» Your assignment: In the listing below, find the line containing "Pick out the rear window" and the line containing "Pick out the tree". Repeat exactly those two lines and every line between them, nothing more.

··· Data for this task ···

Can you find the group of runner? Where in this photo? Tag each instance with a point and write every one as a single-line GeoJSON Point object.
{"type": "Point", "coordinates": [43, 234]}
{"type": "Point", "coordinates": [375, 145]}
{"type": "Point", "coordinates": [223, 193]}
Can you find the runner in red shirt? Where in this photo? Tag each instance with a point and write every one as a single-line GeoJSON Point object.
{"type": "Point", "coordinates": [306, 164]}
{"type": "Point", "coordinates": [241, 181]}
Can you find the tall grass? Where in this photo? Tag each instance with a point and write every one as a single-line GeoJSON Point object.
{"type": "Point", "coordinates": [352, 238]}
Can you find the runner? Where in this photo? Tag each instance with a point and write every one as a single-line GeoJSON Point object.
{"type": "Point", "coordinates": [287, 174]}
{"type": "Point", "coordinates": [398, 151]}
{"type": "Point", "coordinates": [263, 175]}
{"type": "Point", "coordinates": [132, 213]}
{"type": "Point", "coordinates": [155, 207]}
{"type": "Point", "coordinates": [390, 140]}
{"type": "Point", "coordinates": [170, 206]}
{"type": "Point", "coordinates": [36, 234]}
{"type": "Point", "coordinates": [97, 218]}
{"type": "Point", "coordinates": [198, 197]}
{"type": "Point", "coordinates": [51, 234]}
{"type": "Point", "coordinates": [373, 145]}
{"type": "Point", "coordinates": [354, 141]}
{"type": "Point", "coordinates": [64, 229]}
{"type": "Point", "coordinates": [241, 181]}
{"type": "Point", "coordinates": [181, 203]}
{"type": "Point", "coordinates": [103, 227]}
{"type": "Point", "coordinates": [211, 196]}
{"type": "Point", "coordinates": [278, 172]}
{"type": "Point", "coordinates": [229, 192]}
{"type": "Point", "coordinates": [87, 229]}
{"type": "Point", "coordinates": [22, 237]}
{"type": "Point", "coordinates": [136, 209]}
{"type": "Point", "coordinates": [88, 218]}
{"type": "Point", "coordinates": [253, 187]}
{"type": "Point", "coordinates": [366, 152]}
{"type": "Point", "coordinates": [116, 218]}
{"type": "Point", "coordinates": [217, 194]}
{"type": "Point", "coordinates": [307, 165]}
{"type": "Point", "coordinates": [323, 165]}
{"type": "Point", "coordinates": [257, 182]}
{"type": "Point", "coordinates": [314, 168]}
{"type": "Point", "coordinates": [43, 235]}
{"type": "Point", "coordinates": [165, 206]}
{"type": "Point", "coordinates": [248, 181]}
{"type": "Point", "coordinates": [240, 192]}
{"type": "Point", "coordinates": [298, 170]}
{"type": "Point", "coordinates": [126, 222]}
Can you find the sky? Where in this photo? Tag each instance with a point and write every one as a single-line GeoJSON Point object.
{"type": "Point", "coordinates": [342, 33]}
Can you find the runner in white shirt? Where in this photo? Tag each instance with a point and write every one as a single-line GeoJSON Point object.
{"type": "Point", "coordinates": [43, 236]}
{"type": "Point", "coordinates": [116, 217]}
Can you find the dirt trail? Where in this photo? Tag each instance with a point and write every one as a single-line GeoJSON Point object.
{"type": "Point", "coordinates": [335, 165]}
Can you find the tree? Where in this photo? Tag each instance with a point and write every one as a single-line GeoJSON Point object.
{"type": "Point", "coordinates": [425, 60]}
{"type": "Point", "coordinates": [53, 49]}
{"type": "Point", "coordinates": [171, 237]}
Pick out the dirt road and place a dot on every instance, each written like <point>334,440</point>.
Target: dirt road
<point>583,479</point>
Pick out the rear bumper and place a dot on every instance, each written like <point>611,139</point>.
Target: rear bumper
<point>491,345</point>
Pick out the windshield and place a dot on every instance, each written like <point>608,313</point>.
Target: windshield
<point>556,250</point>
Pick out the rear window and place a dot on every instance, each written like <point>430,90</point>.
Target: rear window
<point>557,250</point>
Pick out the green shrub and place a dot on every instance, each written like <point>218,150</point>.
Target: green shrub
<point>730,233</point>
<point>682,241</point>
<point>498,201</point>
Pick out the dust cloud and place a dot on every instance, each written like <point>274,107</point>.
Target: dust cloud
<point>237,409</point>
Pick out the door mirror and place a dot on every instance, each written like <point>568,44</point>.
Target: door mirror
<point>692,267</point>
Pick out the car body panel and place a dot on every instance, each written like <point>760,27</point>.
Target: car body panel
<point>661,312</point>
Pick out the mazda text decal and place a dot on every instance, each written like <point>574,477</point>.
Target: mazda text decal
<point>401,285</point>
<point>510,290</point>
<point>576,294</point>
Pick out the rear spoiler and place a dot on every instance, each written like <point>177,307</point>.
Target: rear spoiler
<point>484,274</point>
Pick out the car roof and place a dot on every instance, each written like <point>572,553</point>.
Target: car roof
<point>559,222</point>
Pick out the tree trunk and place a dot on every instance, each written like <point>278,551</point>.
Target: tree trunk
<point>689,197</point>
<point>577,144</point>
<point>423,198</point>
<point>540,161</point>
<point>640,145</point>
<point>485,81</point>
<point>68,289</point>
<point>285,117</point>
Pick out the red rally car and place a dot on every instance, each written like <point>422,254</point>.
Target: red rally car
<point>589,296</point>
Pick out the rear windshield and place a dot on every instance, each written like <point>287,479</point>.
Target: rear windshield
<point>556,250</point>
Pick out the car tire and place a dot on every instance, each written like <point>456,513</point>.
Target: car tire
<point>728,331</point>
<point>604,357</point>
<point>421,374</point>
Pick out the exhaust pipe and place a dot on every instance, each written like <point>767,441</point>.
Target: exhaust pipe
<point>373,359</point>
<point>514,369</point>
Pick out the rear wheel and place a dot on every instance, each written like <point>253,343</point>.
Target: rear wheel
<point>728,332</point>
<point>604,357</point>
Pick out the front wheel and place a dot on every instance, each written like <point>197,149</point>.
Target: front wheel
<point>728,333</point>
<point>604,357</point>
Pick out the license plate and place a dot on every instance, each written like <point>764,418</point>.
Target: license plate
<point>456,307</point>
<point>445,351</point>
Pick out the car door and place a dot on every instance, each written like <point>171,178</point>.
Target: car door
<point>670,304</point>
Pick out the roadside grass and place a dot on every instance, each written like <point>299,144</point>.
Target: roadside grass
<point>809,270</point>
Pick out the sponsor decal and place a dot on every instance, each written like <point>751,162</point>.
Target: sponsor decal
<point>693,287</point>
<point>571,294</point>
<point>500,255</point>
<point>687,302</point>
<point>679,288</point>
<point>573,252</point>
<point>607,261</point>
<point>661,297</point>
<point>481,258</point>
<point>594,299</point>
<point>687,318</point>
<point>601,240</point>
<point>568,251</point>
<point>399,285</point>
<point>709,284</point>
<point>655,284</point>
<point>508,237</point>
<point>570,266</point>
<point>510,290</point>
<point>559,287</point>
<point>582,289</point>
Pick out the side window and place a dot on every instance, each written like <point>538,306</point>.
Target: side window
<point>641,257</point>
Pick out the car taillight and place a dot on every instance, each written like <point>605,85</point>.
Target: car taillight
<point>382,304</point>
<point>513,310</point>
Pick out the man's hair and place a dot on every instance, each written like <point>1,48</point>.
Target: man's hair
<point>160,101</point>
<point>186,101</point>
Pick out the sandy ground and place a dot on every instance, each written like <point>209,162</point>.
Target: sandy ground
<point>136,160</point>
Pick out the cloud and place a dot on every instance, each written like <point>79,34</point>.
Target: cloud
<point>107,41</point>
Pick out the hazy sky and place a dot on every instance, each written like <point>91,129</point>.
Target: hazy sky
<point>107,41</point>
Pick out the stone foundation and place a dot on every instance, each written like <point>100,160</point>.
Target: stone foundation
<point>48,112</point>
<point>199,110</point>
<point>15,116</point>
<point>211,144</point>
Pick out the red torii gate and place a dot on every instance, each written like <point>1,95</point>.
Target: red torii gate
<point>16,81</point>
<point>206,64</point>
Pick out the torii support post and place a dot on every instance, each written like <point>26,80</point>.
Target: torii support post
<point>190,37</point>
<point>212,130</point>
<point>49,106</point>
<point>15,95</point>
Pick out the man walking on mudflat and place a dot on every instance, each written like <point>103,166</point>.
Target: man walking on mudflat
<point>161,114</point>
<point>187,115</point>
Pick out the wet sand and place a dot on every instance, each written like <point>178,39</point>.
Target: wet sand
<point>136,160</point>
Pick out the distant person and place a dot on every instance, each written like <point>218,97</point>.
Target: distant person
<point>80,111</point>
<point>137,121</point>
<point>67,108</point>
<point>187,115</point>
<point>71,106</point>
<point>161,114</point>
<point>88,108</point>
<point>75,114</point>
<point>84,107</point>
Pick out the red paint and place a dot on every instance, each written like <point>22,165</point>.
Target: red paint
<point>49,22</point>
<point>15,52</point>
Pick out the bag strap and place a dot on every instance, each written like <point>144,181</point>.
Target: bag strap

···

» Expected output:
Pick out the rear window and place a dot on every instance, each written like <point>430,90</point>.
Target: rear window
<point>557,250</point>
Pick out the green shrub and place a dot on every instance, each written like <point>218,150</point>.
Target: green shrub
<point>730,233</point>
<point>682,241</point>
<point>498,201</point>
Pick out the dust cloud and place a dot on every instance, each written like <point>274,107</point>.
Target: dust cloud
<point>237,409</point>
Pick out the door mirror and place a dot on every instance, each written like <point>568,44</point>.
Target: door mirror
<point>692,267</point>
Pick out the car body panel and place a dot on every instance, each written like <point>760,27</point>.
Target: car body panel
<point>661,312</point>
Pick out the mazda text decal and place a dot on every instance, each written like <point>574,477</point>.
Target: mazda text decal
<point>401,285</point>
<point>510,290</point>
<point>576,294</point>
Pick out the rear spoiler and place a dot on every instance, each written like <point>177,307</point>.
Target: rear spoiler
<point>484,274</point>
Pick out the car roof and place a dot on every instance, each written like <point>572,553</point>.
Target: car roof
<point>559,222</point>
Pick out the tree trunk and place a dot on every instance, each written like <point>278,551</point>.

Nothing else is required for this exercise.